- To do -
Put every line of the data from the line containing "Where can the horse neck" through the final line into a JSON list of strings, one string per line, with blank lines omitted.

▽

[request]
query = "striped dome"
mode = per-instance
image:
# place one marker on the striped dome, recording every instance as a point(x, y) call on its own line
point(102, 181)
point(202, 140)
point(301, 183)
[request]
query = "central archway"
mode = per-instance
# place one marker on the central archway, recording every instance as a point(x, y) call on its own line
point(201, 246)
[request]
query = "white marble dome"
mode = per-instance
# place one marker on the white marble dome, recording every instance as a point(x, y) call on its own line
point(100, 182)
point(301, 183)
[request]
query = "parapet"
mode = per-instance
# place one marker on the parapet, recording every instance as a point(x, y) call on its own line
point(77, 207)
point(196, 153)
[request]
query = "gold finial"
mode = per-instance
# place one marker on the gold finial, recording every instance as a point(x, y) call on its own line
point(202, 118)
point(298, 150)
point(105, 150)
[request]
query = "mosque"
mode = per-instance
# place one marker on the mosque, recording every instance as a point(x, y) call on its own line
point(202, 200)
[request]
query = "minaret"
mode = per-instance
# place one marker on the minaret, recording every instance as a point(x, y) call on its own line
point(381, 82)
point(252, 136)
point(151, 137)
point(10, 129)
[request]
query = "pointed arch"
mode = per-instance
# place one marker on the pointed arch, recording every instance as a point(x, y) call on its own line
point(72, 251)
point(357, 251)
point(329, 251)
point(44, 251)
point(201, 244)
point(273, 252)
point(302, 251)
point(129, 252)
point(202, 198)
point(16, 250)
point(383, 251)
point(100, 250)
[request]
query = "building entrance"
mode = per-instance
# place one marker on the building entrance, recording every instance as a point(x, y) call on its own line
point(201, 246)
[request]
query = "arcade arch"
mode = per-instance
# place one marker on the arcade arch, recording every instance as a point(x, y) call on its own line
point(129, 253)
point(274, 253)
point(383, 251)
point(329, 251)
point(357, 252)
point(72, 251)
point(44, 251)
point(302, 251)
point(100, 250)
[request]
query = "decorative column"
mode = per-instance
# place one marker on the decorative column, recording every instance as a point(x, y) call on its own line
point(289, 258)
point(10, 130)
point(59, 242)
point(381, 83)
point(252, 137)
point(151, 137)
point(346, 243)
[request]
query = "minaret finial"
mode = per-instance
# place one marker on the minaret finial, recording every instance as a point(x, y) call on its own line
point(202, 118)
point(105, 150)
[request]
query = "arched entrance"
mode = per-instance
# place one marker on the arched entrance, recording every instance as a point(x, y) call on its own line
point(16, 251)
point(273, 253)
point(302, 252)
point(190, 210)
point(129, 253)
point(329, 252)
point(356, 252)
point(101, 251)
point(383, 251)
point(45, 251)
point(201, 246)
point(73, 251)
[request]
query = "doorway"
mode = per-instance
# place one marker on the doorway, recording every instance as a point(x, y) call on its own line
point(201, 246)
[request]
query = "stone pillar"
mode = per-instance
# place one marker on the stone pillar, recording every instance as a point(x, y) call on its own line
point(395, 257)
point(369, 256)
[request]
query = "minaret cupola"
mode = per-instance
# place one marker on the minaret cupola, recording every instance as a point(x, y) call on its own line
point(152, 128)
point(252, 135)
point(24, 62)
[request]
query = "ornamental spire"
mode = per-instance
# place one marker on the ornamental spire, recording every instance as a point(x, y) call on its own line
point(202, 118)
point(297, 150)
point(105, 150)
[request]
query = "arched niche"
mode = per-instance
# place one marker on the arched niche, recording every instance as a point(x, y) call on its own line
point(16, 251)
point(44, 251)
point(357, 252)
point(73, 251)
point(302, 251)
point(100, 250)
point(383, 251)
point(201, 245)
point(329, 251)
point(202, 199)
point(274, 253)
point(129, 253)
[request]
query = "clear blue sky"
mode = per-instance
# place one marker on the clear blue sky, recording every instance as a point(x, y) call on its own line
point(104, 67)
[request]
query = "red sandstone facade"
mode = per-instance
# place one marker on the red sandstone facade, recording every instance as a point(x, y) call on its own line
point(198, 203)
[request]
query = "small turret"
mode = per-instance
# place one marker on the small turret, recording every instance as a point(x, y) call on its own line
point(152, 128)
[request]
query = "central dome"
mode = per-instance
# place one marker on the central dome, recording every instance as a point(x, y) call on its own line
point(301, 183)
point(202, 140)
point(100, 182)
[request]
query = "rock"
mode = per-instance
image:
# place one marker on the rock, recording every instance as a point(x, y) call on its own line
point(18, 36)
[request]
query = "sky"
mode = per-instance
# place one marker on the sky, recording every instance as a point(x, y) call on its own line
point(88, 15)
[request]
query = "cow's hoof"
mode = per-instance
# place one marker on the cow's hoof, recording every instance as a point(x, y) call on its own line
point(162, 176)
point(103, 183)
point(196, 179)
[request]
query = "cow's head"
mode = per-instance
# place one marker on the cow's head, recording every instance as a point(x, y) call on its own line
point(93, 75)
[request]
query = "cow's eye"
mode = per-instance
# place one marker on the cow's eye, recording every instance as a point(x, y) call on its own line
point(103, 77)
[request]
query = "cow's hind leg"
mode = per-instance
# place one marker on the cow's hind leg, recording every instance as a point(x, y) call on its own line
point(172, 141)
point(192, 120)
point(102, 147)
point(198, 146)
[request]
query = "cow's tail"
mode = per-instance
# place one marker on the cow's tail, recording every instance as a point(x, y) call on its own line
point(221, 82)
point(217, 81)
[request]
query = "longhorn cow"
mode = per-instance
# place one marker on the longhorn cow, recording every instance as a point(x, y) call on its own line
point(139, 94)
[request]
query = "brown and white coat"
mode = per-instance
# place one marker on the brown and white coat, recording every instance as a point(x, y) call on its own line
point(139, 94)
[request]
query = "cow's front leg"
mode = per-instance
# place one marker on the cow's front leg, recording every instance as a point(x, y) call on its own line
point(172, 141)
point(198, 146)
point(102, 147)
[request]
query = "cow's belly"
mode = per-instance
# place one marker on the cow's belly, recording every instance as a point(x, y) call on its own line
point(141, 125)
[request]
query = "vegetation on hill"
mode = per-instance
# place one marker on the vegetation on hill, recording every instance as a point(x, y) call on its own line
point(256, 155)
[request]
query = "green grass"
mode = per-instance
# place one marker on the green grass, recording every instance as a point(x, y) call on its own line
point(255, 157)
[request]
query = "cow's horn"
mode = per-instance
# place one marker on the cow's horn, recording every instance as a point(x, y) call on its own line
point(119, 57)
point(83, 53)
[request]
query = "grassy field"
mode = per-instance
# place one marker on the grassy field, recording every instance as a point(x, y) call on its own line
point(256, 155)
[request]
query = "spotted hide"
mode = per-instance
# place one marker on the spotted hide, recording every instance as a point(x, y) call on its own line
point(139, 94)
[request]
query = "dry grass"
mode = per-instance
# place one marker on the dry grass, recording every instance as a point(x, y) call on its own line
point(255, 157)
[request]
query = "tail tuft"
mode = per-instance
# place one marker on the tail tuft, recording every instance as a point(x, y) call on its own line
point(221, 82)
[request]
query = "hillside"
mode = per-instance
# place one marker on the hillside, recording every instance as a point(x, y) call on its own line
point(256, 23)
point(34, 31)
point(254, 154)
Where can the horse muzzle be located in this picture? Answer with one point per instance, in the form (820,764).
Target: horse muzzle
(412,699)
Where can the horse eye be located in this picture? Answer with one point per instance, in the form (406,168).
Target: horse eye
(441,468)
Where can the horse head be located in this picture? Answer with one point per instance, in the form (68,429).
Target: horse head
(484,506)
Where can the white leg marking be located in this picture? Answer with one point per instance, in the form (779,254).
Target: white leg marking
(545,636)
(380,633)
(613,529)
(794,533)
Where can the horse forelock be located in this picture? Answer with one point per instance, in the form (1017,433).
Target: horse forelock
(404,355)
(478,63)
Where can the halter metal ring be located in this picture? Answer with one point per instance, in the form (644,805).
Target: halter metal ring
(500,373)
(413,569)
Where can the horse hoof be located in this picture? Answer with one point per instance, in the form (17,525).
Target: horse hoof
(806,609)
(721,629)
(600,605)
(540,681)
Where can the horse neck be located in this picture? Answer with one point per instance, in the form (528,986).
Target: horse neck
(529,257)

△

- Complete output -
[
  "Where can the horse neck be located in this picture? Answer with one point per instance, in the form (528,986).",
  "Target: horse neck",
  "(529,257)"
]